◆ Document text

# Mangrove Jack's DUAL Temperature controller (N.Z/AU) Keeping The Temparature



## Dids1960 (25/11/17)

Hi all, I am a bit stuck here and was wondering if someone might be able to help me out.
I purchased a 
Mangrove Jack's DUAL Temperature controller (N.Z/AU) last thursday of which i have only plugged the cool plug into my fridge.
I have set the temperature on it to 18 degrees with a fluctuation of 2 degrees, what is happening the mangrove jack controller says it is 30 degrees Celsius and inside my fridge, the temp gauge i have shows 12 degrees???
Am i supposed to also plug in the heat belt and set that to the same temperature to run at the same time?
Its doing my head in and i haven't been able to find much advice about the temperature controller on the web, so any help and wisdom would greatly be appreciated.
Cheers


----------



## Dan Pratt (25/11/17)

plug both heat and cool in provided the heat is connected to a heat belt or pad.

locate the magroves probe inside the fridge next to your other temp gauge.

the mangroves unit may need to be calibrated.


----------



## Grott (25/11/17)

Full instructions here, 3 pages - download PDF file

https://www.nationalhomebrew.com.au...ove-jacks-temperature-controller-instructions


----------



## Dids1960 (25/11/17)

Grott said:


> Full instructions here, 3 pages - download PDF file
> 
> https://www.nationalhomebrew.com.au...ove-jacks-temperature-controller-instructions


Hi and thanks for your reply, i have followed the instructions of the instructions as per the help booklet i received, The link you posted is for a older model and the manual i received is https://www.grainfather.com/media/wysiwyg/PDFs/MJ_Dual_Temp_Control.pdf
I dont know why but the unit seems to be displaying the outside temperature and not what is inside the fridge.
Maybe the unit is faulty or something, i have set the heat belt up to it and again the fridge inside is 16 degrees and the unit is saying 33 Degrees???


----------



## Dids1960 (25/11/17)

Dan Pratt said:


> plug both heat and cool in provided the heat is connected to a heat belt or pad.
> 
> locate the magroves probe inside the fridge next to your other temp gauge.
> 
> the mangroves unit may need to be calibrated.





Grott said:


> Full instructions here, 3 pages - download PDF file
> 
> https://www.nationalhomebrew.com.au...ove-jacks-temperature-controller-instructions


Hi and thanks for your reply, i have followed the instructions of the instructions as per the help booklet i received, The link you posted is for a older model and the manual i received is https://www.grainfather.com/media/wysiwyg/PDFs/MJ_Dual_Temp_Control.pdf
I dont know why but the unit seems to be displaying the outside temperature and not what is inside the fridge.

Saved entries
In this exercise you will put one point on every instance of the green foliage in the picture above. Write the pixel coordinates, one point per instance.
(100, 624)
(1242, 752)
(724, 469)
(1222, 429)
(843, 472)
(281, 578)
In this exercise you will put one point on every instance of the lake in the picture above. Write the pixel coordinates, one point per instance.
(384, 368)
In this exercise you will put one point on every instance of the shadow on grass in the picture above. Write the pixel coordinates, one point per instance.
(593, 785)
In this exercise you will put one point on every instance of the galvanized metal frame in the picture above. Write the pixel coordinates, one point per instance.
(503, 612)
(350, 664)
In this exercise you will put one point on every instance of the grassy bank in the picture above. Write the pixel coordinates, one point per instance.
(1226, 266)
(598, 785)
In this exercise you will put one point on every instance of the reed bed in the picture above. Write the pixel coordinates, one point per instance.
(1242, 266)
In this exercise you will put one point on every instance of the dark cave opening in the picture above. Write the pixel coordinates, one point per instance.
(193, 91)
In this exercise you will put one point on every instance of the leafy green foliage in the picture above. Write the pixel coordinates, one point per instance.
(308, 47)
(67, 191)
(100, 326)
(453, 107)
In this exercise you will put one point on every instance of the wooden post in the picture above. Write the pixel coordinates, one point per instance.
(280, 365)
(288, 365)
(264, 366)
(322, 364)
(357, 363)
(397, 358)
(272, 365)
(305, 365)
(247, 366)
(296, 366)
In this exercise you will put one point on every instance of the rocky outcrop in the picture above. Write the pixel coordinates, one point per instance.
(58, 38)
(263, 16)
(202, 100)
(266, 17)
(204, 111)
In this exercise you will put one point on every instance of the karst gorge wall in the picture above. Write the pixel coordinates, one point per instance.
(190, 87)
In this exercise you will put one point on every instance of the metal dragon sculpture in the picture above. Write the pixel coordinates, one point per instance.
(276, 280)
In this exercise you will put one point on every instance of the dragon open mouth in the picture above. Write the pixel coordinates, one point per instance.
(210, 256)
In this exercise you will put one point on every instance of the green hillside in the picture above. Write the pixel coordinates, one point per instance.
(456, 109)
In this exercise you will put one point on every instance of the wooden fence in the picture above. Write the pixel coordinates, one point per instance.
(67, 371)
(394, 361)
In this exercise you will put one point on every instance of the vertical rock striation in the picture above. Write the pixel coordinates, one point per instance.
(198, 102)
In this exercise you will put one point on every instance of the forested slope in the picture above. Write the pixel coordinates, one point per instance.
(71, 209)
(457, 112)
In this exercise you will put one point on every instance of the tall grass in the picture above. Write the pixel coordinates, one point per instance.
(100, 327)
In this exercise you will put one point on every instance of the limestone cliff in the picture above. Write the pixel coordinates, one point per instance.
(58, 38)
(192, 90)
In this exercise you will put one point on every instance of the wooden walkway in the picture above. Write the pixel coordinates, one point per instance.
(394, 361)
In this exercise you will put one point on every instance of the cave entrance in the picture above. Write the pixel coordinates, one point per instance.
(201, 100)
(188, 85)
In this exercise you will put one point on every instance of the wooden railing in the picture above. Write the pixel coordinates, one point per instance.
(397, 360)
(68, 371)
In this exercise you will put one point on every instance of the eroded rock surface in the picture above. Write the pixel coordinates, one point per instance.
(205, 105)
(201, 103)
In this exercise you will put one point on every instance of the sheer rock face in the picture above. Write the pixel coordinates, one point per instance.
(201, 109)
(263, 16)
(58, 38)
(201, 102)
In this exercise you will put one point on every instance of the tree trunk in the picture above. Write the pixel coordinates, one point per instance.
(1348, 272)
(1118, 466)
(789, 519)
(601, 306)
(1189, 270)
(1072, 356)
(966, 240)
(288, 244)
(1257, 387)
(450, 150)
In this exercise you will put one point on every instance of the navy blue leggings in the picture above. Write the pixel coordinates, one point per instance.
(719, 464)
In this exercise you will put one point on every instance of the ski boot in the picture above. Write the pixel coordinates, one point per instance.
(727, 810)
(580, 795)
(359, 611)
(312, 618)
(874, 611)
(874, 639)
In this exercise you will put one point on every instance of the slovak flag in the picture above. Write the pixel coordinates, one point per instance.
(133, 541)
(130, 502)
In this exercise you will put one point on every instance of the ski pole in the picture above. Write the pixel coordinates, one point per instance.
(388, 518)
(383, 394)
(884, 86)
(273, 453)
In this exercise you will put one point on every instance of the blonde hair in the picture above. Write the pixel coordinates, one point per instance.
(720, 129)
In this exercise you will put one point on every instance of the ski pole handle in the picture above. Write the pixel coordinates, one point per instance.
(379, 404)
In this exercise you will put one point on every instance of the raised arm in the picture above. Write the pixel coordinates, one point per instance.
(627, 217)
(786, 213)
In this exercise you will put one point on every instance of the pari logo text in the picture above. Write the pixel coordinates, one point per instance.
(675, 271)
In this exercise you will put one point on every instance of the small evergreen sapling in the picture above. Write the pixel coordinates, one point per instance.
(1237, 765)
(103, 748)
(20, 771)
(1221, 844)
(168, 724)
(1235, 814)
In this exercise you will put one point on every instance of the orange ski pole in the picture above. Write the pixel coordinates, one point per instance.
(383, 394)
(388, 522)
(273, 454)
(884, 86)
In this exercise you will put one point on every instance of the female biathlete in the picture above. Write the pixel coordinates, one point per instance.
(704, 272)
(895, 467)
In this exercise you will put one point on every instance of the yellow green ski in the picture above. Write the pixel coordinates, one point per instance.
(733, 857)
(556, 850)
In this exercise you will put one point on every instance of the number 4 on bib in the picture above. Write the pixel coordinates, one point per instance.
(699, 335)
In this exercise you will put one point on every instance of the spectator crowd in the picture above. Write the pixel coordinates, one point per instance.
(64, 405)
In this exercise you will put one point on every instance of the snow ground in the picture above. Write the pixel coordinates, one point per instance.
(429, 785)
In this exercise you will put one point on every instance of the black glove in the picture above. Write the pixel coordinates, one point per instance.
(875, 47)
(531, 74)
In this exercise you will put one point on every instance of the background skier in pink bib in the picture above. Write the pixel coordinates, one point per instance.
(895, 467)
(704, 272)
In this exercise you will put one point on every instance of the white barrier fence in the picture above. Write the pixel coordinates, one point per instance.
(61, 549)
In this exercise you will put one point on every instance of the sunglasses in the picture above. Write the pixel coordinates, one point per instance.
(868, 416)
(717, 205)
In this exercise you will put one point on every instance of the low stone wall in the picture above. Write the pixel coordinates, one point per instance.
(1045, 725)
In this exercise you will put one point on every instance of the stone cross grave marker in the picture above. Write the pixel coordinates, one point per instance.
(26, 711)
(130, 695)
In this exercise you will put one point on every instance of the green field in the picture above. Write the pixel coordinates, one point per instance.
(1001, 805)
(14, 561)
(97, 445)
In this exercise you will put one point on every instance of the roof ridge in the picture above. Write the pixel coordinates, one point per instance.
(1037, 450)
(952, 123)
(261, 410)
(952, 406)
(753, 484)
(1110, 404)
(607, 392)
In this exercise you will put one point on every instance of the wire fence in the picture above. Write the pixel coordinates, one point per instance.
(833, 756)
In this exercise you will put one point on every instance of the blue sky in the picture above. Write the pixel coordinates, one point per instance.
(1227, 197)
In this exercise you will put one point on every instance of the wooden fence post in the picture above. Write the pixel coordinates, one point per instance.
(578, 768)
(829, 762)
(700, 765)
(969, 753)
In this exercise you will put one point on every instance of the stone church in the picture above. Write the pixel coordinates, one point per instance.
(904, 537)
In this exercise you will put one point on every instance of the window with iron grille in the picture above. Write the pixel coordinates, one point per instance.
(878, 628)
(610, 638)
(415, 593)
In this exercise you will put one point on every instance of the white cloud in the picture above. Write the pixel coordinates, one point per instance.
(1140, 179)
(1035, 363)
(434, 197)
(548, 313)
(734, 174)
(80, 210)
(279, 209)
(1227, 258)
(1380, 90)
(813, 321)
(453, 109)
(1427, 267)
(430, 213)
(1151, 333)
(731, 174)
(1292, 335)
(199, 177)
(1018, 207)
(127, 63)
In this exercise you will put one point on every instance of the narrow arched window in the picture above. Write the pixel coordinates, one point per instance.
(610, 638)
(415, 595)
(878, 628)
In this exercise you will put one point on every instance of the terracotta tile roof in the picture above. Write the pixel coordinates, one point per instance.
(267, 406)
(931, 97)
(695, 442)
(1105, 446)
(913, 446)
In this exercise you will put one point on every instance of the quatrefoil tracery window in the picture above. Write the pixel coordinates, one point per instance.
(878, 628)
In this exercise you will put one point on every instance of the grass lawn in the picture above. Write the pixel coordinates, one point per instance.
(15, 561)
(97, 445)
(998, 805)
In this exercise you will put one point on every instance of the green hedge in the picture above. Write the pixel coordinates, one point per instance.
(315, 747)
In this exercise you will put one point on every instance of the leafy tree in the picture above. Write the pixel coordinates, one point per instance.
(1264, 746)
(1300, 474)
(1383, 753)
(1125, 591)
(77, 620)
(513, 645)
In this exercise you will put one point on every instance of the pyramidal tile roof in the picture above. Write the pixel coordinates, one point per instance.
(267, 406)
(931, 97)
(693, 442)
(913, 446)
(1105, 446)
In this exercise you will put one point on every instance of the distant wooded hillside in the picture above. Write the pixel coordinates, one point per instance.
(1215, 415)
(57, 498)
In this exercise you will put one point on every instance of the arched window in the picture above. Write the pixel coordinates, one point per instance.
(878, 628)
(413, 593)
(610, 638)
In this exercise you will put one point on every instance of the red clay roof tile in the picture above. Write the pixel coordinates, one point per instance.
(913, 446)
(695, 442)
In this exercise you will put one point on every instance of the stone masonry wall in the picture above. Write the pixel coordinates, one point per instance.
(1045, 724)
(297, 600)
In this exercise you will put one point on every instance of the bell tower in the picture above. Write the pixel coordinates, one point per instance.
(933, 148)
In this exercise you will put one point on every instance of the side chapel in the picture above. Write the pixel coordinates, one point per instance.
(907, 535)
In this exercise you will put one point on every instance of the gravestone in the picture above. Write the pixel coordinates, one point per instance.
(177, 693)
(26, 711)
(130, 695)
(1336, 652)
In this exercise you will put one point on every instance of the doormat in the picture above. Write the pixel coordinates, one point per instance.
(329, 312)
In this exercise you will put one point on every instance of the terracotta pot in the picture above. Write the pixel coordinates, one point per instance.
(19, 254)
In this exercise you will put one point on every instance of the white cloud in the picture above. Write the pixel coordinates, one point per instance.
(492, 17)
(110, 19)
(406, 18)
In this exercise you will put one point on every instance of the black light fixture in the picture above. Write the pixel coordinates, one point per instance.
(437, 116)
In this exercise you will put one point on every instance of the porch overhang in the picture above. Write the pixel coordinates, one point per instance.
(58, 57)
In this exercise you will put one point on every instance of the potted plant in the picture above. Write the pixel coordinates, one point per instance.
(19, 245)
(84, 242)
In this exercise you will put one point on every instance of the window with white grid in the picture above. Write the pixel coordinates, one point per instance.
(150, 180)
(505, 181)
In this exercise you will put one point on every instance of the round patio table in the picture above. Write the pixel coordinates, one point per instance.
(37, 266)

◆ Work to do
Reproduce word for word the stretch of the forum thread about the temperature controller from "Its doing my" through "Dan Pratt (25/11/17)".

◆ Result
Its doing my head in and i haven't been able to find much advice about the temperature controller on the web, so any help and wisdom would greatly be appreciated.
Cheers


----------



## Dan Pratt (25/11/17)